[begin Dataset excerpts]

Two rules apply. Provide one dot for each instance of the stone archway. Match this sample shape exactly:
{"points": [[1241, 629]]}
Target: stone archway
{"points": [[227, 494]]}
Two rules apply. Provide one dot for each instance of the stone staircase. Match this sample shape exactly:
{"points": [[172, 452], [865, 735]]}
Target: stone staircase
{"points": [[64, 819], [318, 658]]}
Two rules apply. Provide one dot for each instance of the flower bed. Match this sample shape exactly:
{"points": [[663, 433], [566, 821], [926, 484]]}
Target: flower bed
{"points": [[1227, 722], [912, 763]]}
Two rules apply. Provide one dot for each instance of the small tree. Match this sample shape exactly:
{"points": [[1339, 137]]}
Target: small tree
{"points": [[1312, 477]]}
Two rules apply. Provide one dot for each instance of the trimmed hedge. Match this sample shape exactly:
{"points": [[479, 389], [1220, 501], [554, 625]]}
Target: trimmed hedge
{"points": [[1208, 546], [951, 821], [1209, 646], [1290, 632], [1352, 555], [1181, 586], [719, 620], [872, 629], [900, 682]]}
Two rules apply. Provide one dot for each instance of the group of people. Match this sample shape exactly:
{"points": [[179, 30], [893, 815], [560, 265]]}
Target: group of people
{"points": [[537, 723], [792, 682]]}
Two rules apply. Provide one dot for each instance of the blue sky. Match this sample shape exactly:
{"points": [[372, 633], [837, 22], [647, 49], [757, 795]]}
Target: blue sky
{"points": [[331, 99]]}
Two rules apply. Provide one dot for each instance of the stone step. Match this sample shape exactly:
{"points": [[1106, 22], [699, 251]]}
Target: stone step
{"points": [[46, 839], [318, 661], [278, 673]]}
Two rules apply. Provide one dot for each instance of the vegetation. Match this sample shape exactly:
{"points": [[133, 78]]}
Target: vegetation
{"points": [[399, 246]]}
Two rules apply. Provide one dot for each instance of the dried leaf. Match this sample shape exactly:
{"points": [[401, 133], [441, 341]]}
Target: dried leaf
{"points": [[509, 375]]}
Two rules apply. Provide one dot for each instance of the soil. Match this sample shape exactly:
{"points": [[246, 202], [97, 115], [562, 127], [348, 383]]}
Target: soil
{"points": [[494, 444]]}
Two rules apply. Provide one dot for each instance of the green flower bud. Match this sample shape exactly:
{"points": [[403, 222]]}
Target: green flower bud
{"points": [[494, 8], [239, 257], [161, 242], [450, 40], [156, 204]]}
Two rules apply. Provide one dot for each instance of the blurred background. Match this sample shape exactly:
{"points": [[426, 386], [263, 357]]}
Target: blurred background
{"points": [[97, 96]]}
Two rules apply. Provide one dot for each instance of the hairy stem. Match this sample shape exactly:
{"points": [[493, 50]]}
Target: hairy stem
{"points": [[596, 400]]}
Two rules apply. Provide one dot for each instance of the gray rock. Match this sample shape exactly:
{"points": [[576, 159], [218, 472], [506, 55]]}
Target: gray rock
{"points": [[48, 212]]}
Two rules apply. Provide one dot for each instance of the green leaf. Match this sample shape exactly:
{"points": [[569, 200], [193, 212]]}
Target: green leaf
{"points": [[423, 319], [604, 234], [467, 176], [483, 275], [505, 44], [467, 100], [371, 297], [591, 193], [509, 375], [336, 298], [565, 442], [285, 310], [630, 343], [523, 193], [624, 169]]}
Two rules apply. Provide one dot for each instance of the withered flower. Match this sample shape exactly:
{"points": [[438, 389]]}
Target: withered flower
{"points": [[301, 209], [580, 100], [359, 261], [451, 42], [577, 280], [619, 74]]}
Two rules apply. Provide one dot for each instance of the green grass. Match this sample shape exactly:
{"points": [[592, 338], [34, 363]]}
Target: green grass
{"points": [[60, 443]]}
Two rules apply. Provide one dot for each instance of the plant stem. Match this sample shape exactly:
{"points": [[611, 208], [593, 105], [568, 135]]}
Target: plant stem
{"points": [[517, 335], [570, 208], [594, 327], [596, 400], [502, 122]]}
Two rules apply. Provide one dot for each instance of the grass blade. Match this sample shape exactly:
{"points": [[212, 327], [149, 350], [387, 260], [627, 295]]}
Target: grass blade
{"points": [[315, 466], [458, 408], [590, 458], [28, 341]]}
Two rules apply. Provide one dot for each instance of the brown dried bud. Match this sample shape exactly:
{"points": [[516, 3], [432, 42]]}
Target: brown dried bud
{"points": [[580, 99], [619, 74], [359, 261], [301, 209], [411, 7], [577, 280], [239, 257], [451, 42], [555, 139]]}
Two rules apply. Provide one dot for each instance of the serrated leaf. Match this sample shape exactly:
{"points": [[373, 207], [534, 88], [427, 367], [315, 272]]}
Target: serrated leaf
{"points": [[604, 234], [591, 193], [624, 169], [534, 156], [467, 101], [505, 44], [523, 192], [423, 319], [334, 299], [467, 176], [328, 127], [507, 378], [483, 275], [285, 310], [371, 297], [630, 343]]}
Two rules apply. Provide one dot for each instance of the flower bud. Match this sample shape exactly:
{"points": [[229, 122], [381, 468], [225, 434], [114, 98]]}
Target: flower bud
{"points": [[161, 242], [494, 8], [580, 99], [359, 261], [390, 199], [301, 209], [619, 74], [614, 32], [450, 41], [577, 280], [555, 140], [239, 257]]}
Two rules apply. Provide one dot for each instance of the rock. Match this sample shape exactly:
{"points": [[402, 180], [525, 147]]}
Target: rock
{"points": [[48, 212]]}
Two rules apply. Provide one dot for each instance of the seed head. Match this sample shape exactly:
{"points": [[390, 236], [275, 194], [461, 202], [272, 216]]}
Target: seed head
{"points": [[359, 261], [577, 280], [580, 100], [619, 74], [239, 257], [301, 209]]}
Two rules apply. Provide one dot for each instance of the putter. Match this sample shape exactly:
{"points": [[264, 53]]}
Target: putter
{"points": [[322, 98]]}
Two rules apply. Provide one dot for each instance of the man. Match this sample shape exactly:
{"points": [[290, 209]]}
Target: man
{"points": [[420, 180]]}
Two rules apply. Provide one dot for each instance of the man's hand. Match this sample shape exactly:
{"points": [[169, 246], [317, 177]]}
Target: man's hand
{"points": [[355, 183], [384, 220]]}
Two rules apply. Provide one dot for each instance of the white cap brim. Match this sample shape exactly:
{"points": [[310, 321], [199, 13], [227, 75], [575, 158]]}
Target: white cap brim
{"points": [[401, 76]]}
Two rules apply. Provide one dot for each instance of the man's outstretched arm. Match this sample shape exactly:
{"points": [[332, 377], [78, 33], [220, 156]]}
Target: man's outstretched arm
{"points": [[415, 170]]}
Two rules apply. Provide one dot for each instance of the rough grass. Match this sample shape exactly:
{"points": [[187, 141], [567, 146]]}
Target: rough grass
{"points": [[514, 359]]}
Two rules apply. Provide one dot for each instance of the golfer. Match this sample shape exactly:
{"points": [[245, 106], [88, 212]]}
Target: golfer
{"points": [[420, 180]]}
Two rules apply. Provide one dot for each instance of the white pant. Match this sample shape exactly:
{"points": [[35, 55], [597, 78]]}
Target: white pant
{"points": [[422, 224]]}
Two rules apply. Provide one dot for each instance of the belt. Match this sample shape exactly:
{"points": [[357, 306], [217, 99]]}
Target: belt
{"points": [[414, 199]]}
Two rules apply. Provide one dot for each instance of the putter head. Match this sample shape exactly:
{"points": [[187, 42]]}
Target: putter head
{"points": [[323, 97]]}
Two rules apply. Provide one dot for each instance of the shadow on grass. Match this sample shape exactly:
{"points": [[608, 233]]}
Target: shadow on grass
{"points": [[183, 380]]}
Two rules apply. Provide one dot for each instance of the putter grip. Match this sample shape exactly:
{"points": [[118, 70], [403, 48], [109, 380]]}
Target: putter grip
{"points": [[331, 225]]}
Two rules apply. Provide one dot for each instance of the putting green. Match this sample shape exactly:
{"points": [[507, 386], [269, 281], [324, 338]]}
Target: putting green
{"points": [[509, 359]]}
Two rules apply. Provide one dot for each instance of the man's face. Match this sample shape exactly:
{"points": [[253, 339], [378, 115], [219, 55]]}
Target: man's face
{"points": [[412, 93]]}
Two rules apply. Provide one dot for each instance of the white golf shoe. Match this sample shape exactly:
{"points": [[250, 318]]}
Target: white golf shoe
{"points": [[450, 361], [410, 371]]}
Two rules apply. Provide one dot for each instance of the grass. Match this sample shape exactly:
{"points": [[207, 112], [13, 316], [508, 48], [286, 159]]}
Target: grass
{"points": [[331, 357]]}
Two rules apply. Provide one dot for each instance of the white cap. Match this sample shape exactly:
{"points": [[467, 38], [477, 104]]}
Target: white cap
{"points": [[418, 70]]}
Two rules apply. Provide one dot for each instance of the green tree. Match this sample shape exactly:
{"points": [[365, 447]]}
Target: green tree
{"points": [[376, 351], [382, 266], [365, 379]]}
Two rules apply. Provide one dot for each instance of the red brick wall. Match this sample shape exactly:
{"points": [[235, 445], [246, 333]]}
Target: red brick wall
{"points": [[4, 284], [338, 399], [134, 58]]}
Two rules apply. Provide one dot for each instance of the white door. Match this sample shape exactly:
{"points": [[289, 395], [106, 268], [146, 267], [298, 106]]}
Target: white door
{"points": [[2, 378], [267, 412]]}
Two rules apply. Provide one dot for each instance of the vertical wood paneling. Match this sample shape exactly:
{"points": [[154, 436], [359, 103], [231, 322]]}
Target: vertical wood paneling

[end Dataset excerpts]

Aim: In the listing above, find the line containing "of the grass." and please quote exactly that line through the last one, and no other lines.

Expected answer:
Two rules apply. Provide one dot for each instance of the grass. Match this sample shape exactly:
{"points": [[207, 112], [13, 316], [508, 48], [286, 159]]}
Target: grass
{"points": [[331, 357]]}
Two rules apply. Provide one dot for each instance of the white cap. Match this sample shape exactly:
{"points": [[467, 38], [477, 104]]}
Target: white cap
{"points": [[418, 70]]}
Two rules apply. Provide one dot for each instance of the green tree. Match this sample shape exactly:
{"points": [[365, 447]]}
Target: green tree
{"points": [[376, 351], [382, 266], [365, 379]]}
Two rules apply. Provide one dot for each instance of the red brick wall. Match this sample shape exactly:
{"points": [[235, 445], [246, 333]]}
Target: red brick wall
{"points": [[4, 284], [338, 399], [134, 58]]}
Two rules apply. Provide one dot for each instance of the white door. Match this sample shape exactly:
{"points": [[289, 395], [106, 268], [146, 267], [298, 106]]}
Target: white door
{"points": [[2, 378], [267, 412]]}
Two rules apply. Provide one dot for each instance of the vertical wood paneling. Match this sample shape exactly:
{"points": [[154, 436], [359, 103], [231, 322]]}
Target: vertical wood paneling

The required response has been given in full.